WRITTEN INSTRUCTION.
Pick out each line in the records below that contains the word "concrete" and copy those lines.

RECORDS SHOWN.

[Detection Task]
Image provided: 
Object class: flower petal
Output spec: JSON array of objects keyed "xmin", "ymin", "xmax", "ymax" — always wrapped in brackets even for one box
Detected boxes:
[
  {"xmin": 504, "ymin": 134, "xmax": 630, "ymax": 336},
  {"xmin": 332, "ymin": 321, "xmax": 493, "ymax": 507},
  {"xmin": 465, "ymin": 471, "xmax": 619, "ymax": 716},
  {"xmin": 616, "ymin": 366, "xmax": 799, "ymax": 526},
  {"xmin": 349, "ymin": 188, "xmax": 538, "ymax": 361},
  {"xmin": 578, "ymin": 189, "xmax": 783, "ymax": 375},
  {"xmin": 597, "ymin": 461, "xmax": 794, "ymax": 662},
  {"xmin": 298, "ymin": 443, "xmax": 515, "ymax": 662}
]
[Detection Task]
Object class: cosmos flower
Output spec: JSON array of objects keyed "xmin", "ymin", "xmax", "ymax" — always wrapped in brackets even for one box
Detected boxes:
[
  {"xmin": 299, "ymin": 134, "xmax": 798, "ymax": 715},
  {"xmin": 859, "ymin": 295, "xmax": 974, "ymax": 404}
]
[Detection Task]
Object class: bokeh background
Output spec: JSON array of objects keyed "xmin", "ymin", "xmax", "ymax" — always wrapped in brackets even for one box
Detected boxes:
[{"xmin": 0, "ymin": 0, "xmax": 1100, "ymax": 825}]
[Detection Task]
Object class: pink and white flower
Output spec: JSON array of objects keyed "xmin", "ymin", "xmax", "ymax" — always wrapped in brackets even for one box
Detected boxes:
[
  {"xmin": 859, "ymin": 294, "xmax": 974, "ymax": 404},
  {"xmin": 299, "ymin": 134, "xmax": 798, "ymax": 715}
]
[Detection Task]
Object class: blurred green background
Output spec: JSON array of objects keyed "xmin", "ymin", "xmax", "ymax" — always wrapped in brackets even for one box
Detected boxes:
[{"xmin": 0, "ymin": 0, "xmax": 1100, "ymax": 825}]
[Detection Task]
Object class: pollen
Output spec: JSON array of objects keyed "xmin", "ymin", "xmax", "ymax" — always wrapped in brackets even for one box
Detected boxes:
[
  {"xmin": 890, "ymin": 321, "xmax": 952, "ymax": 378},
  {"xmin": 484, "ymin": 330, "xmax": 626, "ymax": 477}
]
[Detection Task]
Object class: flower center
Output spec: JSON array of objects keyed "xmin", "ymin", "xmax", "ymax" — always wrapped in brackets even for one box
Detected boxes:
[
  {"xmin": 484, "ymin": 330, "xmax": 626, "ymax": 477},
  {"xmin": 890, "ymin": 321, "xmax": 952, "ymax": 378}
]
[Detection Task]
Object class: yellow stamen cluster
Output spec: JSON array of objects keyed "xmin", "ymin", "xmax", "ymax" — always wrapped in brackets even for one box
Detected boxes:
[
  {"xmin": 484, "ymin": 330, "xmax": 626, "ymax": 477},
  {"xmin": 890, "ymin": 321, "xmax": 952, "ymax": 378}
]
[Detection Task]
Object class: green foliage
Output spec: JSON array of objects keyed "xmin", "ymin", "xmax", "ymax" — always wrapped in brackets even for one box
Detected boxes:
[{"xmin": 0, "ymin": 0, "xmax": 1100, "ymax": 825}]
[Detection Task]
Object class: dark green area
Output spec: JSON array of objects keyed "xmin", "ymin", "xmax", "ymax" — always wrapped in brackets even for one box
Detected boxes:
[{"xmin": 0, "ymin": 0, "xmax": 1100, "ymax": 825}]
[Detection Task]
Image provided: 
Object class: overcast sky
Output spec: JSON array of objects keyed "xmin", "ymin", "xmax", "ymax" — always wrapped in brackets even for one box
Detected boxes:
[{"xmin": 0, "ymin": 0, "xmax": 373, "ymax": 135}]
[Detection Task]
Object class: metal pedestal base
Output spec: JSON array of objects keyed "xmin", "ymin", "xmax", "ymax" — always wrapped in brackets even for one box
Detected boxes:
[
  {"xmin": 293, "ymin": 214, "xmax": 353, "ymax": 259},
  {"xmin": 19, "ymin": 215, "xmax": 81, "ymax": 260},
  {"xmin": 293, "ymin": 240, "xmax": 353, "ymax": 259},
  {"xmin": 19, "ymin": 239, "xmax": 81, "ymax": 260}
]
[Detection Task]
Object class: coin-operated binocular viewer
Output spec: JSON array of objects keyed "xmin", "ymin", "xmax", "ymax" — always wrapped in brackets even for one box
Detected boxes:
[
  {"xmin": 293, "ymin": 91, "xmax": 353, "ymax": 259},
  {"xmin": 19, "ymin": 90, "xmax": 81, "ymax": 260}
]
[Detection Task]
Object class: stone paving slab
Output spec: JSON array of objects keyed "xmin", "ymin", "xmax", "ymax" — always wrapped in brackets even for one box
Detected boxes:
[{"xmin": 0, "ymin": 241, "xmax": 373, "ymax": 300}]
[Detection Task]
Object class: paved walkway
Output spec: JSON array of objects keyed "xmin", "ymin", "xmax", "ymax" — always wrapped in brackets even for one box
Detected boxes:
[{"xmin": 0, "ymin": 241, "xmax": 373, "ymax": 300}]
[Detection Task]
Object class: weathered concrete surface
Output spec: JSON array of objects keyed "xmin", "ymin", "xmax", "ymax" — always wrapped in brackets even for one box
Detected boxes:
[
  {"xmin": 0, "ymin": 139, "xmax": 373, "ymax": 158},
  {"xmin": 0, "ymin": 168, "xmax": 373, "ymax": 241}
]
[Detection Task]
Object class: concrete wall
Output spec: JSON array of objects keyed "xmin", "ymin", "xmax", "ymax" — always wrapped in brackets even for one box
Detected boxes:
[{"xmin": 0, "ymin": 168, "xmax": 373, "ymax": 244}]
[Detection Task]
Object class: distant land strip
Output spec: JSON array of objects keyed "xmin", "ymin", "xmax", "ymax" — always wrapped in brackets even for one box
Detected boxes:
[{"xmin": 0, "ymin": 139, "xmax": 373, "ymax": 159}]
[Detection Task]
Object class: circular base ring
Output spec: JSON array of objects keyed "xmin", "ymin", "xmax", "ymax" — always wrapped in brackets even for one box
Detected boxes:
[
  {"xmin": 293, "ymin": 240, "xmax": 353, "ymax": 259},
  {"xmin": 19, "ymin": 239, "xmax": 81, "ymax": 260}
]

THE RESPONSE.
Object class: weathered concrete surface
Object class: concrete wall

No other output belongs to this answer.